**EXERCISE OBJECTIVE**
Every entry below, from first to last, should be copied exactly.

**MATERIAL FOR THIS EXERCISE**
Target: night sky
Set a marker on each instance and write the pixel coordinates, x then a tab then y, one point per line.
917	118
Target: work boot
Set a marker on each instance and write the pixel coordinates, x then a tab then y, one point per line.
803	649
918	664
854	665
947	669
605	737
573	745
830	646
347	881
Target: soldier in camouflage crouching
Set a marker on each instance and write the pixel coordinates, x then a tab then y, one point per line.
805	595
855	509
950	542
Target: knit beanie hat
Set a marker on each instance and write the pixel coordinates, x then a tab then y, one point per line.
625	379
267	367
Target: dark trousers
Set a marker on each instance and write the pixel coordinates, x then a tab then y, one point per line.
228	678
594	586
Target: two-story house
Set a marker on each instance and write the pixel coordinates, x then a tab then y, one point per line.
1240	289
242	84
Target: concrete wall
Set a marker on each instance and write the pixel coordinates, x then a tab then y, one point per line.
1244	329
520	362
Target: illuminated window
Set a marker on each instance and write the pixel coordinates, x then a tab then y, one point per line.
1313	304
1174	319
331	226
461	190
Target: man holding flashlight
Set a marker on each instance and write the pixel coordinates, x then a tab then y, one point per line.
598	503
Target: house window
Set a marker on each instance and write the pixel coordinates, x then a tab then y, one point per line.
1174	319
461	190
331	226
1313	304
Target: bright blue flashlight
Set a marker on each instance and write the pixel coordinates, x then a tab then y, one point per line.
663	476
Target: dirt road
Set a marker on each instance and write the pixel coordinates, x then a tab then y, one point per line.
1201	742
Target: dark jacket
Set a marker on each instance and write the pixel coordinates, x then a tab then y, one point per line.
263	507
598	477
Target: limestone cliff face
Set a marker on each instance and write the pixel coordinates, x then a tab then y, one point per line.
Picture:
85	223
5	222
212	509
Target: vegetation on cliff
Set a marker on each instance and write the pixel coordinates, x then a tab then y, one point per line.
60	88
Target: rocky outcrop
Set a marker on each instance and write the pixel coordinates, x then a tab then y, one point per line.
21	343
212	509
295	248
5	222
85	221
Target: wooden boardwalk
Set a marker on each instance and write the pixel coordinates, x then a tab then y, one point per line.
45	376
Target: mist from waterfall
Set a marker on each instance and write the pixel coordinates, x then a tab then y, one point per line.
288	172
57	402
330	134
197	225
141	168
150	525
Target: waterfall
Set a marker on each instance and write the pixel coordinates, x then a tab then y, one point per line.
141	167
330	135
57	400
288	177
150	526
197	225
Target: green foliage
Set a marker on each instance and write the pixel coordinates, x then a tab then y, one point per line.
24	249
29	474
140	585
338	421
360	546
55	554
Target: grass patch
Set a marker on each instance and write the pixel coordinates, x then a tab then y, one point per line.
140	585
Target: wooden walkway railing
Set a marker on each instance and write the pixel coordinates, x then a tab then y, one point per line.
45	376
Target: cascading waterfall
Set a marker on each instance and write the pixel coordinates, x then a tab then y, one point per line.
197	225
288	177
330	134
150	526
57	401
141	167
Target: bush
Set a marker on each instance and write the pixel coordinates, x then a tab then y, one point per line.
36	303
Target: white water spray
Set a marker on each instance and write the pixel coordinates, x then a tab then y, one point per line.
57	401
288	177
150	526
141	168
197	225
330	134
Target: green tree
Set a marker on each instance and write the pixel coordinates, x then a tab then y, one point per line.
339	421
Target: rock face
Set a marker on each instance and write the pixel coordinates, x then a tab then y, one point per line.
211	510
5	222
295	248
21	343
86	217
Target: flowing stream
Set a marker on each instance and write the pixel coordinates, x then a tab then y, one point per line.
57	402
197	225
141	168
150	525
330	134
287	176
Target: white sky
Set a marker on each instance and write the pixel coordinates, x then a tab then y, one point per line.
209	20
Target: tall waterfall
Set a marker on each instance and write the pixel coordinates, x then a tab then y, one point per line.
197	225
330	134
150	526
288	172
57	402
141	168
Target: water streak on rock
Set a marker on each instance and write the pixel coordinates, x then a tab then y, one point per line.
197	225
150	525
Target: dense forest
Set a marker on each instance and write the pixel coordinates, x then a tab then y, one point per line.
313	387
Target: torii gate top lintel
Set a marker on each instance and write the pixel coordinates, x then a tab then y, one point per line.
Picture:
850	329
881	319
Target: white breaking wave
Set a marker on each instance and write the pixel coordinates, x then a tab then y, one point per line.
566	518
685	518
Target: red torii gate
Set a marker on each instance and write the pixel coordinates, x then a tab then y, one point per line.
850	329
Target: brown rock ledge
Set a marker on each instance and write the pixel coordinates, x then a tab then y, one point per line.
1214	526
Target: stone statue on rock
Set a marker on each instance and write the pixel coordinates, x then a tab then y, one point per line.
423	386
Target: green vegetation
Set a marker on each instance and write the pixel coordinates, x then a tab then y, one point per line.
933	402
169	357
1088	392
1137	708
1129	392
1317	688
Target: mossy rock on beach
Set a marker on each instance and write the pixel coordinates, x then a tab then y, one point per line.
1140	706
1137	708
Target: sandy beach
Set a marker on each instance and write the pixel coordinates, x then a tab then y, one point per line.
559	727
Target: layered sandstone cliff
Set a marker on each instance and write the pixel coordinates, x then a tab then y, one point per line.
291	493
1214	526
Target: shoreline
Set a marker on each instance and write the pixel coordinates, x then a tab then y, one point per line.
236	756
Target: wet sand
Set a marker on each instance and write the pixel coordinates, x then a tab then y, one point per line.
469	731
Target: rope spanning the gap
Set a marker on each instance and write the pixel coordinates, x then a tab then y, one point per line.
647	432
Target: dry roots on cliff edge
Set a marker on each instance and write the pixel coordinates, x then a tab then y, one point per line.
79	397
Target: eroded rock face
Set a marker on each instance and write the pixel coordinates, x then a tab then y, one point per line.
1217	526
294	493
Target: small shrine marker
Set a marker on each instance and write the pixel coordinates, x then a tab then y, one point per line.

**SOLUTION FOR THIS PROBLEM**
Target: night sky
Set a marker on each instance and write the pixel coordinates, x then a tab then y, one point per line.
917	118
Target: work boot
Set a marker on each instance and write the pixel coordinates, x then a tab then y, one point per line.
803	649
918	664
854	665
947	669
605	737
573	745
830	646
347	881
Target: soldier in camouflage crouching
Set a marker on each instance and write the pixel coordinates, x then a tab then y, one point per line.
805	595
855	509
950	542
Target: knit beanie hat
Set a marker on each instance and write the pixel coordinates, x then a tab then y, one point per line.
625	379
267	367
Target: dark trousers
Set a marker on each instance and write the pixel coordinates, x then a tab then y, one point per line.
228	678
594	586
Target: two-story house
Set a marker on each instance and write the pixel coordinates, x then a tab then y, one point per line.
1240	289
242	84
Target: concrete wall
Set a marker on each instance and write the pixel coordinates, x then a tab then y, one point per line.
1244	329
520	362
Target: illuminated window
Set a marker on each instance and write the pixel coordinates, x then a tab then y, one point per line.
1313	304
1174	319
331	226
461	190
Target: man holding flashlight
Set a marker on each instance and write the pixel coordinates, x then a tab then y, one point per line.
598	503
Target: house window
Set a marker on each instance and write the pixel coordinates, x then a tab then y, one point per line.
1174	319
461	190
331	226
1313	304
Target: bright blue flashlight
Set a marker on each instance and write the pixel coordinates, x then a tab then y, one point per line.
663	476
Target: dirt road
Set a marker on each instance and write the pixel coordinates, x then a tab then y, one point per line.
1201	742
Target: dark jacket
Set a marker on each instance and write the pixel coordinates, x then a tab then y, one point per line.
263	507
598	477
Target: limestone cliff face
Set a marker on each instance and write the pixel coordinates, x then a tab then y, one point per line.
Picture:
85	223
5	222
212	509
Target: vegetation on cliff
Set a marker on each instance and write the pixel coordinates, x then a tab then y, one point per line.
60	88
Target: rocky outcrop
Set a marker on each instance and write the pixel coordinates, x then a tab then y, one point per line.
21	343
212	509
295	248
5	222
85	221
Target: wooden boardwalk
Set a marker on each instance and write the pixel coordinates, x then a tab then y, one point per line.
45	376
Target: mist from waterfall
Set a marker on each instance and write the pixel coordinates, x then a tab then y, one point per line.
288	172
57	402
330	134
197	225
141	168
150	525
Target: waterfall
Set a marker on each instance and write the pixel coordinates, x then a tab then y, one point per line.
141	167
330	135
57	400
288	177
150	526
197	225
Target: green foliage
Set a marker on each instance and write the pixel coordinates, x then a tab then y, one point per line.
24	249
29	474
140	585
338	421
360	546
55	554
Target: grass patch
Set a marker on each instance and write the pixel coordinates, x then a tab then y, one point per line.
140	585
Target: wooden walkway railing
Set a marker on each instance and write the pixel coordinates, x then a tab then y, one point per line.
45	376
Target: cascading waterfall
Set a marker on each instance and write the pixel coordinates, x then a tab then y, one point per line.
197	225
288	177
330	134
150	526
57	401
141	167
Target: bush
Set a marker on each instance and write the pixel coordinates, x then a tab then y, one point per line.
36	303
Target: white water spray
Set a marker on each instance and write the pixel coordinates, x then a tab then y, one point per line.
57	401
288	177
150	526
141	168
197	225
330	134
Target: green tree
Set a marker on each instance and write the pixel coordinates, x then a tab then y, one point per line.
339	421
Target: rock face
Set a marker on each instance and write the pixel coordinates, x then a tab then y, one point per line.
211	510
5	222
295	248
21	343
86	217
Target: flowing stream
Set a marker on each instance and write the pixel coordinates, x then a tab then y, one point per line.
57	402
197	225
141	168
150	525
330	134
287	176
Target: white sky
Set a marker on each instance and write the pixel coordinates, x then a tab then y, one point per line.
209	20
Target: tall waterfall
Set a marker on each instance and write the pixel coordinates, x then a tab then y, one point per line.
197	225
330	134
150	526
288	172
57	402
141	168
Target: water streak on rock
Set a marker on each instance and write the pixel coordinates, x then a tab then y, one point per line.
197	225
150	525
Target: dense forest
Set a marker on each instance and write the pixel coordinates, x then a tab then y, one point per line.
313	387
Target: torii gate top lintel
Set a marker on each instance and write the pixel coordinates, x then a tab then y, one point per line.
Picture:
850	329
881	319
Target: white breaking wave
Set a marker on each instance and write the pixel coordinates, x then a tab then y, one point per line.
566	518
685	518
Target: red torii gate
Set a marker on each instance and write the pixel coordinates, x then a tab then y, one point per line.
850	329
Target: brown rock ledge
Set a marker on each instance and write the pixel coordinates, x then a tab then y, one point per line.
1214	526
Target: stone statue on rock
Set a marker on each instance and write the pixel coordinates, x then a tab then y, one point per line.
423	386
Target: green vegetation
Set a marker on each instance and write the pixel coordinates, x then a tab then y, one point per line.
933	402
169	357
1088	392
1137	708
1129	392
1317	688
Target: mossy rock on beach
Set a marker on each instance and write the pixel coordinates, x then a tab then y, one point per line.
1140	706
1137	708
Target: sandy beach
Set a marker on each instance and write the pixel coordinates, x then a tab then y, one point per line.
559	727
Target: layered sandstone cliff
Set a marker on each instance and write the pixel coordinates, x then a tab then y, one point per line.
291	493
1214	526
Target: shoreline
Set a marker on each instance and write the pixel coordinates, x then a tab then y, one point per line.
236	756
Target: wet sand
Set a marker on each instance and write the pixel coordinates, x then a tab then y, one point per line.
469	731
Target: rope spanning the gap
Set a marker on each instance and write the pixel coordinates, x then a tab then y, one point per line.
647	432
Target: dry roots on cliff edge
Set a marker on each instance and write the pixel coordinates, x then a tab then y, one point per line.
79	397
Target: eroded rock face
Set a marker on each instance and write the pixel coordinates, x then a tab then y, one point per line.
1217	526
294	493
Target: small shrine marker
Set a marker on each instance and write the pixel coordinates, x then a tab then y, one point per line.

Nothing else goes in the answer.